§ 本文
国家情報機関のメンバー、カシフ・コズィオールについては、ソネル・ヤルチュンに対しMİTに関する秘密文書を渡したという理由で、逮捕状が出たことが発表された。情報筋は、初めての海外任務中のMİTメンバーであるカシフ・コズィオールについて逮捕状が出される述べた。

■シュクのエルゲネコン本、『昔々あるところに・・Kırk Katır, Kırk Satır』

イスタンブル大学情報学部新聞学科卒のアフメト・シュクは、1991-2007の間、ミッリイェト新聞、ジュムフーリイェト新聞、エヴレンセル紙、イェニ・ユズユル紙、ラディカル紙で新聞記者、ノクタ誌で記者として働いた。国際的なロイター通信でも、写真記者として働いた。現在は、ビルギ大学のメディア情報学部の教員をつとめる。

ノクタ誌で働いているときに、参謀本部のメディア工作をスクープした。オズデン・オルネキのものといわれる「クーデター日記」を記事にしたチームの一員だった。ビュレント・ディクメネル新聞記者賞、トルコ新聞記者協会写真賞、メティン・ギョクテペ新聞記者賞、近代新聞記者協会報道賞を受賞している。

§ 短い問題
本文のうち「イスタンブル大学情報学部新聞」で始まり「者協会報道賞を受賞している。」で終わる部分を、一字一句変えずに書き写してください。 これらの項目は、この作業とは関係がありません。

§ データセット
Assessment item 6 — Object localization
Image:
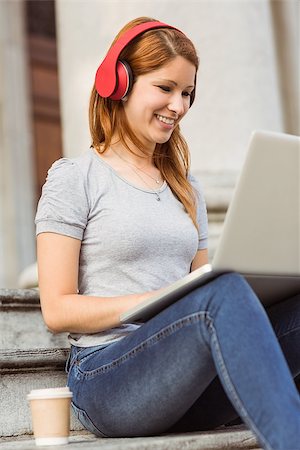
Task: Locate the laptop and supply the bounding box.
[120,131,300,323]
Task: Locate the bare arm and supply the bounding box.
[192,248,208,271]
[37,233,159,333]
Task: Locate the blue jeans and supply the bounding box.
[68,274,300,450]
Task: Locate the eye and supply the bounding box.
[157,86,171,92]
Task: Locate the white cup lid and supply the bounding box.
[27,386,73,400]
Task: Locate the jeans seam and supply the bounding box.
[71,402,108,437]
[277,327,300,339]
[208,316,272,450]
[77,311,207,379]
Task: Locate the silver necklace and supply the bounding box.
[112,148,161,202]
[131,167,160,202]
[112,149,161,184]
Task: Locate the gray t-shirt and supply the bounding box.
[35,149,207,347]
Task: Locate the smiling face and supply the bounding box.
[124,56,196,152]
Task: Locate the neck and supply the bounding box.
[110,141,154,167]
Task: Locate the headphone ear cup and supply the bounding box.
[190,89,195,107]
[109,60,133,100]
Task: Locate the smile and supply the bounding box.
[155,114,175,125]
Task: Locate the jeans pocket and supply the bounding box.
[71,402,108,437]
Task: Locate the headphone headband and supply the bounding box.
[95,21,180,98]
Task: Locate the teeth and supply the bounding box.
[156,114,175,125]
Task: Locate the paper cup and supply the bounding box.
[27,387,72,446]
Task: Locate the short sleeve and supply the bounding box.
[189,175,208,250]
[35,158,89,240]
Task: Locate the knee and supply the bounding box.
[211,272,257,303]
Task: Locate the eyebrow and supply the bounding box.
[155,78,195,89]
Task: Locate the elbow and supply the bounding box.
[43,313,65,334]
[41,302,67,334]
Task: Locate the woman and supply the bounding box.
[36,18,300,450]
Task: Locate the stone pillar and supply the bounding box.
[271,0,300,135]
[0,0,35,287]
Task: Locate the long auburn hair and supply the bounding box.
[89,17,199,229]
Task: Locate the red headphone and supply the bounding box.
[95,21,194,104]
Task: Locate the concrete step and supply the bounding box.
[0,348,82,436]
[0,427,261,450]
[0,289,258,450]
[0,289,68,350]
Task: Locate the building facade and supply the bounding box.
[0,0,300,287]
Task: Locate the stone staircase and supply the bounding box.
[0,289,257,450]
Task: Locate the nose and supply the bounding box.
[168,93,186,116]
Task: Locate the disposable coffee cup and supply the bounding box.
[27,387,72,446]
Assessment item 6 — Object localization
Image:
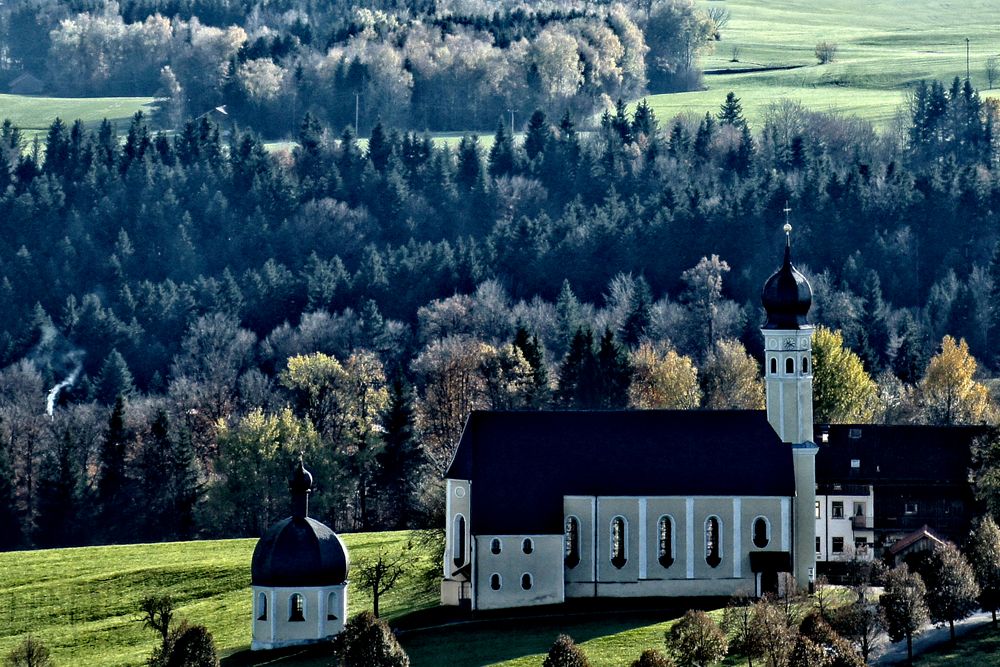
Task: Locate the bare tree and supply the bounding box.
[985,56,1000,90]
[816,42,837,65]
[355,545,412,618]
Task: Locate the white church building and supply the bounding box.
[250,461,350,651]
[441,230,817,609]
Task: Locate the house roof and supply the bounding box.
[446,410,795,535]
[889,525,944,556]
[815,424,986,484]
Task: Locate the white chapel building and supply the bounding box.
[250,461,350,651]
[441,230,817,609]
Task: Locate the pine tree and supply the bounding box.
[524,109,552,162]
[375,377,427,530]
[719,91,747,130]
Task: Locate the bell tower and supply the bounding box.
[761,213,818,590]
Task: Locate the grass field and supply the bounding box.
[0,532,437,667]
[0,95,153,138]
[649,0,1000,126]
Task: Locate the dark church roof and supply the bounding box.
[815,424,986,484]
[446,410,795,535]
[250,461,350,587]
[760,236,812,329]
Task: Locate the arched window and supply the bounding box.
[565,516,580,569]
[753,516,771,549]
[611,516,628,570]
[657,516,674,567]
[326,593,337,621]
[288,593,306,623]
[705,516,722,567]
[451,514,465,567]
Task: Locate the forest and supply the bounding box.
[0,0,717,137]
[0,70,1000,548]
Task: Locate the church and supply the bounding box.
[441,224,817,610]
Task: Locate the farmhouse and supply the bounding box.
[250,461,350,650]
[441,230,817,609]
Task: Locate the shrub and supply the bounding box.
[816,42,837,65]
[542,635,590,667]
[337,611,410,667]
[3,635,55,667]
[666,610,729,667]
[167,623,219,667]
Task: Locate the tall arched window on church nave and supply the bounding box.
[753,516,771,549]
[451,514,465,567]
[565,516,580,570]
[656,515,674,567]
[611,516,628,570]
[705,516,722,567]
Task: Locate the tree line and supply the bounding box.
[0,79,1000,547]
[0,0,716,137]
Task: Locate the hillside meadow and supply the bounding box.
[648,0,1000,129]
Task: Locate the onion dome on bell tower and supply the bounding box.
[760,222,812,330]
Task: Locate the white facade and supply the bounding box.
[250,583,347,651]
[814,485,875,561]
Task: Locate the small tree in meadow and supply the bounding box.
[542,635,590,667]
[879,563,928,664]
[3,635,55,667]
[666,609,729,667]
[816,42,837,65]
[631,648,677,667]
[965,515,1000,625]
[926,542,979,643]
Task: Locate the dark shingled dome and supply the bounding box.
[250,460,350,587]
[760,243,812,329]
[250,517,350,587]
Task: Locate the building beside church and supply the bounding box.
[441,230,817,609]
[250,461,350,650]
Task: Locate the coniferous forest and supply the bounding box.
[0,2,1000,548]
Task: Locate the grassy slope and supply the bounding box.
[649,0,1000,126]
[0,532,436,667]
[0,95,153,136]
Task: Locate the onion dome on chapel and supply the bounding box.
[250,460,350,587]
[760,223,812,329]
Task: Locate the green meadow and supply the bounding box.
[648,0,1000,127]
[0,95,154,137]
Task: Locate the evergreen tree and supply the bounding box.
[514,325,551,409]
[596,329,632,410]
[719,91,747,130]
[524,109,552,162]
[95,349,135,405]
[965,514,1000,625]
[375,377,427,530]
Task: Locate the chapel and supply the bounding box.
[250,460,350,650]
[441,224,817,609]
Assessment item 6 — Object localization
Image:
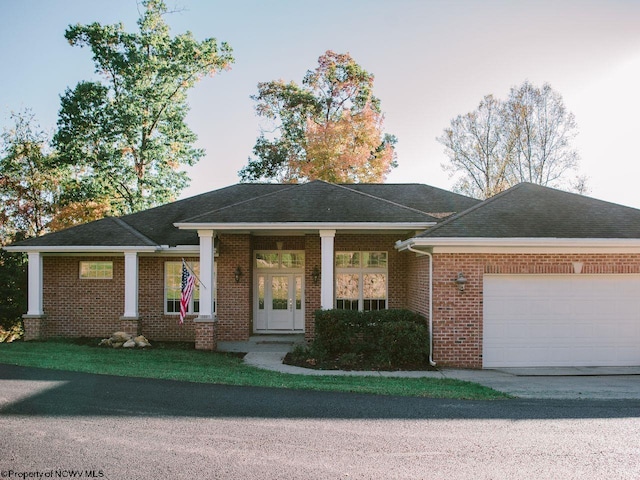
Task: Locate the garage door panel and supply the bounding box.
[483,275,640,367]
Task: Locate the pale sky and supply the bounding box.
[0,0,640,208]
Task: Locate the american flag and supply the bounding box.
[180,261,196,325]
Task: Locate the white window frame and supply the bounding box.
[78,260,113,280]
[333,250,389,312]
[163,260,218,315]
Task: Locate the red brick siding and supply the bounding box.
[36,234,410,342]
[43,256,124,337]
[425,254,640,368]
[139,257,199,342]
[334,234,408,308]
[405,253,429,318]
[215,235,253,341]
[304,235,322,340]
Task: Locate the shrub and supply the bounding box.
[290,310,429,369]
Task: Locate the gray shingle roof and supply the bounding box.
[419,183,640,239]
[13,182,478,247]
[180,181,437,224]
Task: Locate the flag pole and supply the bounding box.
[182,258,207,290]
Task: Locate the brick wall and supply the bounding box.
[428,254,640,368]
[140,257,199,342]
[215,235,253,341]
[37,234,412,342]
[43,256,124,337]
[334,234,408,308]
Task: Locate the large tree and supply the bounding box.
[437,82,586,199]
[0,111,55,342]
[54,0,233,214]
[240,51,396,183]
[0,111,67,245]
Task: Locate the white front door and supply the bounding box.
[254,272,304,333]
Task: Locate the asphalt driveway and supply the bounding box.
[0,365,640,480]
[244,351,640,400]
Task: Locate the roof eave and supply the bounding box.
[2,245,161,253]
[174,222,436,231]
[396,237,640,253]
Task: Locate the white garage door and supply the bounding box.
[483,275,640,368]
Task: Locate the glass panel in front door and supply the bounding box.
[271,275,289,310]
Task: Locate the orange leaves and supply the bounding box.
[298,102,393,183]
[48,200,111,232]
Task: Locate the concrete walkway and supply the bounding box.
[218,336,640,400]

§ 完全な解答
イスタンブル大学情報学部新聞学科卒のアフメト・シュクは、1991-2007の間、ミッリイェト新聞、ジュムフーリイェト新聞、エヴレンセル紙、イェニ・ユズユル紙、ラディカル紙で新聞記者、ノクタ誌で記者として働いた。国際的なロイター通信でも、写真記者として働いた。現在は、ビルギ大学のメディア情報学部の教員をつとめる。

ノクタ誌で働いているときに、参謀本部のメディア工作をスクープした。オズデン・オルネキのものといわれる「クーデター日記」を記事にしたチームの一員だった。ビュレント・ディクメネル新聞記者賞、トルコ新聞記者協会写真賞、メティン・ギョクテペ新聞記者賞、近代新聞記者協会報道賞を受賞している。